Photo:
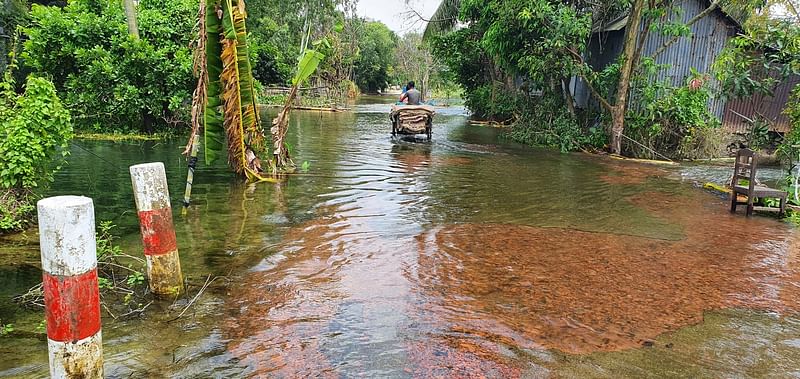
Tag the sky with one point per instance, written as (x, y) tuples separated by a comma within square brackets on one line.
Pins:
[(394, 13)]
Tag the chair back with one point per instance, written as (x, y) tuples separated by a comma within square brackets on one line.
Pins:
[(745, 167)]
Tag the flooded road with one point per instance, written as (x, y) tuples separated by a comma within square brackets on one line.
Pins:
[(466, 257)]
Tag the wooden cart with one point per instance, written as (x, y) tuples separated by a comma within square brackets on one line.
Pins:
[(412, 120)]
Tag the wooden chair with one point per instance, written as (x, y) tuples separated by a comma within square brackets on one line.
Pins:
[(745, 169)]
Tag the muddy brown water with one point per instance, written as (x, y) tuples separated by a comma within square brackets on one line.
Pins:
[(466, 257)]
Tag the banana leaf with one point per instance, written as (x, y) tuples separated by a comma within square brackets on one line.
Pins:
[(214, 132), (307, 66), (250, 117), (238, 99)]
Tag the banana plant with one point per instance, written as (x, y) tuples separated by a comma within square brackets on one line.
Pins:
[(306, 66), (224, 104)]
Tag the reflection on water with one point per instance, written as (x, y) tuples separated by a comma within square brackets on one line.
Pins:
[(463, 257)]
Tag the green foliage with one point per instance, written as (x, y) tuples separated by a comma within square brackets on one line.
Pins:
[(276, 31), (111, 81), (13, 13), (106, 249), (16, 210), (6, 329), (471, 69), (540, 125), (759, 59), (373, 69), (675, 120), (33, 127), (307, 65)]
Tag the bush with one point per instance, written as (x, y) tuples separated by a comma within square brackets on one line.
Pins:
[(112, 82), (33, 128), (546, 123), (676, 122)]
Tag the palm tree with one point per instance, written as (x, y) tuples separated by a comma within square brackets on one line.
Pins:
[(224, 104)]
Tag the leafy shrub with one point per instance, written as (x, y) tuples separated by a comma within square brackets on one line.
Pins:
[(110, 80), (676, 121), (546, 123), (33, 128)]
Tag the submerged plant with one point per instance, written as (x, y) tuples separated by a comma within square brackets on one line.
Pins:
[(306, 66), (224, 102)]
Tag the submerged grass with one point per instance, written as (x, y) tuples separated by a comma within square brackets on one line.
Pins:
[(119, 137)]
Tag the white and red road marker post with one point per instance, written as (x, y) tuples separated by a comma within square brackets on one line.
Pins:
[(71, 292), (158, 234)]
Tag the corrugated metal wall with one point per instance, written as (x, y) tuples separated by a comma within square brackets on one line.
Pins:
[(697, 51), (737, 112)]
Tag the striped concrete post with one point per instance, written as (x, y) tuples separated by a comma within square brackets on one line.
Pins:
[(158, 234), (71, 293)]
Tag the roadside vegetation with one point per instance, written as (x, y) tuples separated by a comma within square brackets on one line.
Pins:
[(515, 61)]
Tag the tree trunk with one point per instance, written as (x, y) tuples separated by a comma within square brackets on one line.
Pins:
[(629, 50), (130, 14), (280, 125), (568, 96)]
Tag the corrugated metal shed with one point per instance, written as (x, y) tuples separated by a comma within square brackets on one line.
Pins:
[(697, 51), (739, 112)]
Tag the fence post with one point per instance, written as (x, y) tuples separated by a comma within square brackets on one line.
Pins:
[(158, 234), (71, 292)]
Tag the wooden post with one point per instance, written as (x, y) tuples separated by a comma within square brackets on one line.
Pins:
[(71, 292), (158, 234)]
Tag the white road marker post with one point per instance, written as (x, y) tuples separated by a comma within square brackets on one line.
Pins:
[(158, 233), (71, 292)]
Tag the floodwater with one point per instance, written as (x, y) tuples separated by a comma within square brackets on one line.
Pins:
[(466, 257)]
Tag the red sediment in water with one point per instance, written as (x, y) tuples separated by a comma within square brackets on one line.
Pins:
[(473, 291), (581, 292), (278, 316), (628, 173)]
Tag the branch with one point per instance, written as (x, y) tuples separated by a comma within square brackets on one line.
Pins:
[(594, 92)]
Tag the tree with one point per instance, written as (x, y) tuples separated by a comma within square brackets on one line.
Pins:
[(374, 66), (110, 81), (224, 102), (414, 61), (542, 43)]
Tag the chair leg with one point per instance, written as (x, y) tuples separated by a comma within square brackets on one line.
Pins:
[(783, 206)]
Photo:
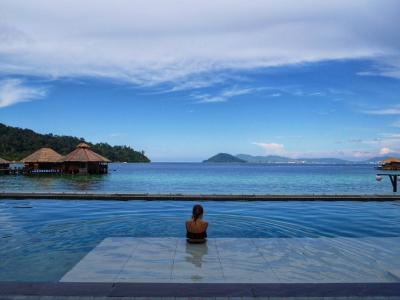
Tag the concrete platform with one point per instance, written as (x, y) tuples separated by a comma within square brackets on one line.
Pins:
[(231, 260)]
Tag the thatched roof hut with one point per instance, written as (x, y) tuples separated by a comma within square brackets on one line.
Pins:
[(4, 162), (44, 160), (4, 166), (82, 153), (85, 161), (391, 163), (43, 155)]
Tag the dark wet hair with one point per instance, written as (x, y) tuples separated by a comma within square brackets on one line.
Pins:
[(197, 212)]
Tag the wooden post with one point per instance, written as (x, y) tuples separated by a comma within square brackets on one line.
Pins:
[(393, 179)]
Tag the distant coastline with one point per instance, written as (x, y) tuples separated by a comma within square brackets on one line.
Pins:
[(16, 143), (275, 159)]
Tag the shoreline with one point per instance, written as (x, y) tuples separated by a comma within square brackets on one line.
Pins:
[(197, 197)]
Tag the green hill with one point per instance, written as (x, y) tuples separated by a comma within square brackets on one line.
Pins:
[(224, 158), (16, 143)]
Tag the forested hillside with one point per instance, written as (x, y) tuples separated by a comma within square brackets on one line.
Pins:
[(16, 143)]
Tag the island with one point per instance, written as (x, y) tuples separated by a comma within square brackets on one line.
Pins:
[(16, 143)]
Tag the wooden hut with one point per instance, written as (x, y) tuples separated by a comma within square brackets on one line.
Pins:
[(4, 166), (391, 163), (84, 161), (44, 160)]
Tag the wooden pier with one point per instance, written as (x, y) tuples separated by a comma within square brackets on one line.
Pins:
[(393, 179)]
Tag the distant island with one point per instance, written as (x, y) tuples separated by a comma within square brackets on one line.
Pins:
[(275, 159), (224, 158), (16, 143)]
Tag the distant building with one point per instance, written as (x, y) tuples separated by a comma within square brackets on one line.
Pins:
[(44, 160), (391, 163), (85, 161), (4, 166)]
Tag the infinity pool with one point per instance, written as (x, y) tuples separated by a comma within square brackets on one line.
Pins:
[(40, 240)]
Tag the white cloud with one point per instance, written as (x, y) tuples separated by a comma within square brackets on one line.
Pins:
[(385, 151), (153, 41), (272, 148), (395, 110), (225, 95), (13, 91)]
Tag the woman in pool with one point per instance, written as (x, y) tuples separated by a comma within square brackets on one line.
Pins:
[(196, 227)]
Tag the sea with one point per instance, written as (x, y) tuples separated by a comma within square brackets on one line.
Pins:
[(202, 178)]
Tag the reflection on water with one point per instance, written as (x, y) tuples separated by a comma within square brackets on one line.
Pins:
[(46, 240), (195, 253), (210, 178), (57, 182)]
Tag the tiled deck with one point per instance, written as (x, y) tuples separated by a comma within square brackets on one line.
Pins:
[(230, 260)]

◆ ◆ ◆

• Problem to work on:
Lay out every line of the items above as a Markdown table with columns "Line No." and "Content", one numbered row per line and blank lines omitted. Leave the pictures out of the answer.

• Answer for this exercise:
| Line No. | Content |
|---|---|
| 1 | Photo: |
| 2 | Tag the sky with one point per instance, written as (x, y) tuples separated by a comma within square brackets on one line. |
| 3 | Pins: |
| 4 | [(394, 13)] |
| 5 | Tag the chair back with one point per instance, written as (x, y) tuples separated by a comma within square brackets on one line. |
| 6 | Pins: |
| 7 | [(745, 167)] |
| 8 | Tag the flooded road with one point per instance, written as (x, y) tuples separated by a comma within square brackets on one line. |
| 9 | Pins: |
| 10 | [(466, 257)] |
| 11 | Tag the wooden cart with one point per instance, written as (x, y) tuples separated by a comma within square brackets on one line. |
| 12 | Pins: |
| 13 | [(412, 120)] |
| 14 | Tag the wooden chair with one point per instance, written as (x, y) tuples separated by a comma within square brackets on one line. |
| 15 | Pins: |
| 16 | [(745, 169)] |
| 17 | Tag the muddy brown water with one point per instance, written as (x, y) tuples separated by a comma within square brackets on one line. |
| 18 | Pins: |
| 19 | [(466, 257)] |
| 20 | Tag the banana leaf with one point per instance, written as (x, y) tuples separated by a comma within square brackets on one line. |
| 21 | Pins: |
| 22 | [(214, 132), (307, 66), (250, 117), (238, 99)] |
| 23 | Tag the banana plant with one point per instance, written as (x, y) tuples separated by a comma within square brackets on one line. |
| 24 | Pins: |
| 25 | [(306, 66), (224, 104)] |
| 26 | Tag the reflection on water with one point per instance, written as (x, y) tuples separated by a comma within square brackets on one line. |
| 27 | Pins: |
| 28 | [(463, 257)] |
| 29 | Tag the green foliage with one point per instance, written as (x, y) tuples separated by a comma within square brackets on one line. |
| 30 | Pins: |
| 31 | [(276, 31), (111, 81), (13, 13), (106, 249), (16, 210), (6, 329), (471, 69), (540, 125), (759, 59), (373, 69), (675, 120), (33, 127), (307, 65)] |
| 32 | Tag the bush with one point per instance, written as (x, y) tuples separated by a comma within square brackets on one line. |
| 33 | Pins: |
| 34 | [(112, 82), (33, 128), (546, 123), (676, 122)] |
| 35 | Tag the palm tree with one point per instance, written as (x, y) tuples separated by a comma within square brackets on one line. |
| 36 | Pins: |
| 37 | [(224, 104)] |
| 38 | Tag the leafy shrub with one point per instance, written as (x, y) tuples separated by a comma within square brackets on one line. |
| 39 | Pins: |
| 40 | [(110, 80), (676, 121), (546, 123), (33, 128)] |
| 41 | Tag the submerged plant with one point per instance, written as (x, y) tuples separated by a comma within square brackets on one line. |
| 42 | Pins: |
| 43 | [(306, 66), (224, 102)] |
| 44 | Tag the submerged grass with one point per instance, written as (x, y) tuples separated by a comma within square brackets on one line. |
| 45 | Pins: |
| 46 | [(119, 137)] |
| 47 | Tag the white and red road marker post with one point per instance, written as (x, y) tuples separated by a comma within square brackets on one line. |
| 48 | Pins: |
| 49 | [(71, 292), (158, 234)] |
| 50 | Tag the corrugated metal wall with one point per instance, written as (x, y) tuples separated by a comma within square brackets on one line. |
| 51 | Pins: |
| 52 | [(697, 51), (737, 112)] |
| 53 | Tag the striped concrete post with one point per instance, written as (x, y) tuples separated by a comma within square brackets on one line. |
| 54 | Pins: |
| 55 | [(158, 234), (71, 293)] |
| 56 | Tag the roadside vegetation with one point per instance, written as (x, y) tuples separated by a comma within square brackets on one line. |
| 57 | Pins: |
| 58 | [(515, 61)] |
| 59 | Tag the tree trunk with one point per instance, written as (x, y) tuples separated by a comma within square brackets on one line. |
| 60 | Pins: |
| 61 | [(629, 50), (130, 14), (280, 125), (568, 96)] |
| 62 | Tag the corrugated metal shed with one point per instance, written as (x, y) tuples separated by a comma within square brackets on one line. |
| 63 | Pins: |
| 64 | [(697, 51), (739, 112)] |
| 65 | Tag the fence post with one point per instance, written as (x, y) tuples separated by a comma within square brackets on one line. |
| 66 | Pins: |
| 67 | [(158, 234), (71, 292)] |
| 68 | Tag the wooden post with one point per instance, written as (x, y) tuples separated by a comma within square brackets on one line. |
| 69 | Pins: |
| 70 | [(71, 292), (158, 234)] |
| 71 | Tag the white road marker post with one point per instance, written as (x, y) tuples separated by a comma within square brackets on one line. |
| 72 | Pins: |
| 73 | [(158, 233), (71, 292)] |
| 74 | Tag the floodwater with one point per instance, written as (x, y) tuples separated by a comma within square brackets on one line. |
| 75 | Pins: |
| 76 | [(466, 257)] |
| 77 | Tag the red sediment in water with one point per instance, written as (x, y) tuples separated by a comma within square brackets on one line. |
| 78 | Pins: |
| 79 | [(473, 291), (581, 292), (278, 316), (628, 173)] |
| 80 | Tag the branch with one point per instance, written as (x, y) tuples separated by a comma within square brackets on one line. |
| 81 | Pins: |
| 82 | [(594, 92)] |
| 83 | Tag the tree with one point per instance, written as (x, y) tuples separated by a comma within square brackets on one line. |
| 84 | Pins: |
| 85 | [(374, 66), (110, 81), (224, 102), (414, 61), (542, 43)] |
| 86 | Tag the chair leg with one point per instance, written as (x, y) tuples separated by a comma within square brackets on one line. |
| 87 | Pins: |
| 88 | [(783, 206)] |
| 89 | Photo: |
| 90 | Tag the concrete platform with one point per instance, written as (x, y) tuples separated by a comma within square brackets on one line. |
| 91 | Pins: |
| 92 | [(231, 260)] |
| 93 | Tag the thatched roof hut with one point per instance, written as (x, y) tuples separated by a comma within square brackets on one line. |
| 94 | Pins: |
| 95 | [(4, 162), (44, 160), (4, 166), (82, 153), (85, 161), (391, 163), (43, 155)] |
| 96 | Tag the dark wet hair with one point per instance, written as (x, y) tuples separated by a comma within square brackets on one line. |
| 97 | Pins: |
| 98 | [(197, 212)] |
| 99 | Tag the wooden post with one point per instance, written as (x, y) tuples separated by a comma within square brackets on one line. |
| 100 | Pins: |
| 101 | [(393, 179)] |
| 102 | Tag the distant coastline with one point per instance, written as (x, y) tuples separated by a comma within square brackets on one line. |
| 103 | Pins: |
| 104 | [(16, 143), (275, 159)] |
| 105 | Tag the shoreline with one point per instance, written as (x, y) tuples separated by a comma within square brackets on one line. |
| 106 | Pins: |
| 107 | [(197, 197)] |
| 108 | Tag the green hill with one point per instance, written as (x, y) tuples separated by a comma within square brackets on one line. |
| 109 | Pins: |
| 110 | [(224, 158), (16, 143)] |
| 111 | Tag the forested hillside with one point per instance, written as (x, y) tuples separated by a comma within square brackets on one line. |
| 112 | Pins: |
| 113 | [(16, 143)] |
| 114 | Tag the island with one point per instance, written as (x, y) tuples separated by a comma within square brackets on one line. |
| 115 | Pins: |
| 116 | [(16, 143)] |
| 117 | Tag the wooden hut with one point per instance, written as (x, y) tuples separated by a comma within square brackets on one line. |
| 118 | Pins: |
| 119 | [(4, 166), (391, 163), (84, 161), (44, 160)] |
| 120 | Tag the wooden pier with one point per instance, written as (x, y) tuples separated by a comma within square brackets on one line. |
| 121 | Pins: |
| 122 | [(393, 179)] |
| 123 | Tag the distant island with one point per instance, written as (x, y) tuples separated by a comma within square brackets on one line. |
| 124 | Pins: |
| 125 | [(275, 159), (224, 158), (16, 143)] |
| 126 | Tag the distant building with one point per instance, written as (x, y) tuples separated by a comma within square brackets on one line. |
| 127 | Pins: |
| 128 | [(44, 160), (391, 163), (85, 161), (4, 166)] |
| 129 | Tag the infinity pool with one point per instance, written as (x, y) tuples separated by a comma within square brackets on one line. |
| 130 | Pins: |
| 131 | [(40, 240)] |
| 132 | Tag the white cloud with one point per instance, written as (x, y) tuples separated by a comma within square brackets on one line. |
| 133 | Pins: |
| 134 | [(385, 151), (153, 41), (272, 148), (395, 110), (225, 95), (13, 91)] |
| 135 | Tag the woman in pool with one point per instance, written as (x, y) tuples separated by a comma within square brackets on one line. |
| 136 | Pins: |
| 137 | [(196, 227)] |
| 138 | Tag the sea with one point per instance, written as (x, y) tuples separated by a comma within square brackets on one line. |
| 139 | Pins: |
| 140 | [(202, 178)] |
| 141 | Tag the reflection on water with one point per instance, written as (x, y) tuples separated by a comma within square brackets on one line. |
| 142 | Pins: |
| 143 | [(46, 240), (195, 253), (210, 178), (57, 182)] |
| 144 | Tag the tiled deck with one point per instance, written as (x, y) tuples separated by a comma within square brackets on one line. |
| 145 | Pins: |
| 146 | [(230, 260)] |